ARTICLE:
POV-Ray : Newsgroups : povray.off-topic : Should private schools be banned? : Re: Should private schools be banned? Server Time
5 Sep 2024 07:26:03 EDT (-0400)
  Re: Should private schools be banned?  
From: Patrick Elliott
Date: 31 Dec 2009 20:13:12
Message: <4b3d4c28$1@news.povray.org>
Warp wrote:
>   Capitalism endorses competition. People will strive for bettering their
> own lives (to get rich, famous or otherwise in a better position in life).
> While this sounds (and somewhat is) a sign of greed, in the grand scale of
> things it's actually greed that benefits the society as a whole: By bettering
> his own life, this person is pushing forward progress, indirectly bettering
> everyone's life in average.
> 
It only does so as long as competition is *possible*. The problem is, 
any place a bottleneck exists, you get 1-2 people, or corporations, 
which swallow up everything in the bottleneck, and then they get 
everything, and everyone else scrambles for the scraps. This is only 
made *worse* when you add into it the, fairly recent, rise to prominence 
of libertarianism, which takes the existing belief in innovation via 
competition, mixes it with social anarchism, and predicates that a) 
there is nothing wrong with companies either swallowing the bottlenecks, 
or even making ones up that shouldn't exist, because the guy with $5 and 
an idea can *somehow* magically overcome the company with $5 billion, 
and 50 lawyers, all dedicated on making sure that a) they can own the 
idea, even when they didn't come up with it, b) the idea seems to 
somehow "undermine" the economy, or c) the guy with his $5 will never 
see anything *close* to a market for it.

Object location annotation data
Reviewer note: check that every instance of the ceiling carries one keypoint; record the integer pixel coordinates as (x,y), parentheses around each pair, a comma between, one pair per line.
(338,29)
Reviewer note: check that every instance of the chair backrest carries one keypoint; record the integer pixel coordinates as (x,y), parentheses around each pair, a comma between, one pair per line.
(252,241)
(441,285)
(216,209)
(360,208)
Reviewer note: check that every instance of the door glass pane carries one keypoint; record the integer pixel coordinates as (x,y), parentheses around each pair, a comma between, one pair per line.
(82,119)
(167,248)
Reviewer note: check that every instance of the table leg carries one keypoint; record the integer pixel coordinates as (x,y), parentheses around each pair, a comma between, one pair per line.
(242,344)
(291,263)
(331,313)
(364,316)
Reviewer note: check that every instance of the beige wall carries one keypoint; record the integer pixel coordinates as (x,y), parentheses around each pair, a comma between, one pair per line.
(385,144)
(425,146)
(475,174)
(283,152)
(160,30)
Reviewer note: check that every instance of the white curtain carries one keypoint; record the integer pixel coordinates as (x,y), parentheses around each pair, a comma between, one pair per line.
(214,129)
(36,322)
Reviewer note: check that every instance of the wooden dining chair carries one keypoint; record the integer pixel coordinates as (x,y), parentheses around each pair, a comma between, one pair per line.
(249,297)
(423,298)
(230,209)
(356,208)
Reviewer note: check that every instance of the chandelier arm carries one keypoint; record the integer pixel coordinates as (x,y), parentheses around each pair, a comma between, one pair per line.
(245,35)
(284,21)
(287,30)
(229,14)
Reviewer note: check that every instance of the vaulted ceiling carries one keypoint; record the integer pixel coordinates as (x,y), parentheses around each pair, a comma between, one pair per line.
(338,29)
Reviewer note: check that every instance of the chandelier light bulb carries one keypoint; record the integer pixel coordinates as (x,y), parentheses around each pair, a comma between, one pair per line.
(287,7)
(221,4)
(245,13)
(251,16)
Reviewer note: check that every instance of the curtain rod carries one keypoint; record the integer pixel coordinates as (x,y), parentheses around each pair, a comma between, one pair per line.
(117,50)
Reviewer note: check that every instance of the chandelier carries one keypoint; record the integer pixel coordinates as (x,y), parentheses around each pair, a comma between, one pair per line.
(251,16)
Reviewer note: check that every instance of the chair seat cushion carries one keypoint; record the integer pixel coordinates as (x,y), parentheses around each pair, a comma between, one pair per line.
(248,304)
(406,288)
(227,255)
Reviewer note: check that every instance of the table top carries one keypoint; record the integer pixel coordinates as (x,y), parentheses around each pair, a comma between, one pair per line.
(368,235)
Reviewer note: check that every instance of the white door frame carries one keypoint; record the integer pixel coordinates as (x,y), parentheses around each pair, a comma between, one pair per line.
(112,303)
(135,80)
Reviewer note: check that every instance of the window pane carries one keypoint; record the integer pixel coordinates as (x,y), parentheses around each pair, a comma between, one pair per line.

WHAT YOU NEED TO DO:
A) In the newsgroup reply on competition, list the things the company with $5 billion and 50 lawyers is described as "all dedicated on making sure" of.
B) Write the next part of the newsgroup reply on competition, picking up after its final sentence.

ANSWERS:
A)
- That they can own the idea, even when they didn't come up with it
- That the idea seems to somehow "undermine" the economy
- That the guy with his $5 will never see anything close to a market for it

B)
Its like arguing that the sheep farmer can make himself rich from a new 
fabric, when everything from his sheep farm to the markets its sold in, 
are *owned* by the people in the castle a mile away.

You have to have a mixture of both. A recognition that "some level" of 
equality is a necessity, or you run aground of your own success, by 
reducing everyone to a state where they can't afford your own product. 
Walmart is a good example. You want quality, for a good price, and which 
doesn't break in five minute from buying it, you **don't** buy Walmart. 
But, 90% of their employees make minimum wage, and no tips. Any of them 
with families get **help** from management to fill out government 
subsidy forms. The only they they can afford is what Walmart sells, and 
the result is one of two things - 1) The quality has to *drop* to make 
up the difference, or 2) their own employees, if the quality where 
raised, wouldn't be able to afford their own products.

This result came from trying to satisfy 99% of the country, and finding 
that 19% of them already couldn't *afford* anything better. Now, 50% of 
them can't. The people buying what would have been considered the 
"poorest" quality 50 years ago (as in things like a toaster they used 
for 20 years before replacing it), are now 20% of the population, not 
90%. This isn't progress.

Or, lets put it another way, since this is an example from the "other" 
side of the fence, where fairness becomes "unfair" to the company. 
Cars.. For most of my fathers early adult life, and teens, it was $1 per 
*pound*, for a car. Now, its $50 per pound. Why? Because the workers 
robbed the company, instead of the company robbing them. Same problem. 
You need some perception of "equality", which includes the rest of the 
people in your country. If you don't, and you are a worker, you scramble 
to get every dime you can, until half the country can't afford what you 
just manufactured. If your are a company, same thing. You can't create a 
state in which you either have to lower quality to the point where 
people consider everything you sell to be crap, but have no choice but 
to buy it, and support "innovation", or "progress". All you do is hang 
yourself with your own rope, until your money supply gets cut off by no 
one being able to afford the crap any more than they can the decent stuff.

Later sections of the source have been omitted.